## Task requirements
Tally the lines in the items below that contain the word "trailer". Reply with the number alone.

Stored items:
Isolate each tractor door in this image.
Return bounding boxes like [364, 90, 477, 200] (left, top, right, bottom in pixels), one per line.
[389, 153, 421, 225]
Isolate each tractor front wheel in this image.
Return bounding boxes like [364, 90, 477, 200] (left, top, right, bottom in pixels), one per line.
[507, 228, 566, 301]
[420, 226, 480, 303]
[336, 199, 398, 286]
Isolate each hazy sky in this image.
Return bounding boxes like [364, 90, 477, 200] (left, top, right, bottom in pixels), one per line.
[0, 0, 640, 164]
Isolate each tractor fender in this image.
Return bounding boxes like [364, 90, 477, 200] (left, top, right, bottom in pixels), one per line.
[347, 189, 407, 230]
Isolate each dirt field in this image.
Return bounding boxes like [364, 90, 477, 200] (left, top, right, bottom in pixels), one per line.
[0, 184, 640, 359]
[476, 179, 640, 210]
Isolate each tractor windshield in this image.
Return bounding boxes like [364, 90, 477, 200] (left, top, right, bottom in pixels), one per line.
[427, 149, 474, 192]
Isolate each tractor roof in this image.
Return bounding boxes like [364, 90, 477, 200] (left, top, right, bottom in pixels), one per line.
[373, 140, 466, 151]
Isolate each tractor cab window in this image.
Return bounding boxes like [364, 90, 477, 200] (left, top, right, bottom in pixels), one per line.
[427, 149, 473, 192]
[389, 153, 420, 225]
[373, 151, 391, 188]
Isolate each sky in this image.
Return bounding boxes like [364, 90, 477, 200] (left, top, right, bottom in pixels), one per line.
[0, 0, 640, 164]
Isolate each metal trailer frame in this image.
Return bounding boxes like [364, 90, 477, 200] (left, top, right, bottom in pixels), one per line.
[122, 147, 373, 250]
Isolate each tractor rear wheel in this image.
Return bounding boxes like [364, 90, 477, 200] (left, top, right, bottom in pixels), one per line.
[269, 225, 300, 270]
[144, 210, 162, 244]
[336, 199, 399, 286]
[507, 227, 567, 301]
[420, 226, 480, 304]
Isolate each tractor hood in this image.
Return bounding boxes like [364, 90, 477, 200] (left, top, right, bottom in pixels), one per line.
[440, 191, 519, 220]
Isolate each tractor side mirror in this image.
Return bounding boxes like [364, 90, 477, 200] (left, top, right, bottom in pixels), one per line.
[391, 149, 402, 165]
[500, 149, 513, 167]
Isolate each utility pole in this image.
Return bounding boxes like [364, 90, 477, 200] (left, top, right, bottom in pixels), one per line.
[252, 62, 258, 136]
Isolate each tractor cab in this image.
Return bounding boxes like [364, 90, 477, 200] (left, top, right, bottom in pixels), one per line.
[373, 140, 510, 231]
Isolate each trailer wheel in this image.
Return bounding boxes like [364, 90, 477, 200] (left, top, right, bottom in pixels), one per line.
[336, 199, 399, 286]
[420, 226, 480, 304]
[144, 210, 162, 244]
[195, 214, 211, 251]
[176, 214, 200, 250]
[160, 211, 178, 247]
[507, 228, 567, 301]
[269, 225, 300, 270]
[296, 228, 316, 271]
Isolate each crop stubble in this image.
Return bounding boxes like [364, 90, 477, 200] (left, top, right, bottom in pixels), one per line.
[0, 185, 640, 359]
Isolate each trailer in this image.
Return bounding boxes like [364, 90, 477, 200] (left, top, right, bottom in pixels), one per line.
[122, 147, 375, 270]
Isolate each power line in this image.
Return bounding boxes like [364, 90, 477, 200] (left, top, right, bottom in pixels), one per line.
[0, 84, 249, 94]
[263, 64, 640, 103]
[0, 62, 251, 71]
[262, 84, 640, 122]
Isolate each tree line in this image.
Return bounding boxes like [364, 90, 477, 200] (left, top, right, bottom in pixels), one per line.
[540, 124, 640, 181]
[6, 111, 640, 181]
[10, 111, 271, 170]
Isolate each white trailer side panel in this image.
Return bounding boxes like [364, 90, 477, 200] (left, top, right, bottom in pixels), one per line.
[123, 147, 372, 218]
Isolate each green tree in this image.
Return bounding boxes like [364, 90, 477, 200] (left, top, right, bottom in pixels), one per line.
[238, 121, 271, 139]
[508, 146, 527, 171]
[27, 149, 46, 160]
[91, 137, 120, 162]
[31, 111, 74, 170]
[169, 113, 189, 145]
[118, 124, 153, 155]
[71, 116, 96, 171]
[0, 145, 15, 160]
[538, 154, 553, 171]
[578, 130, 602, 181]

## Result of this task
4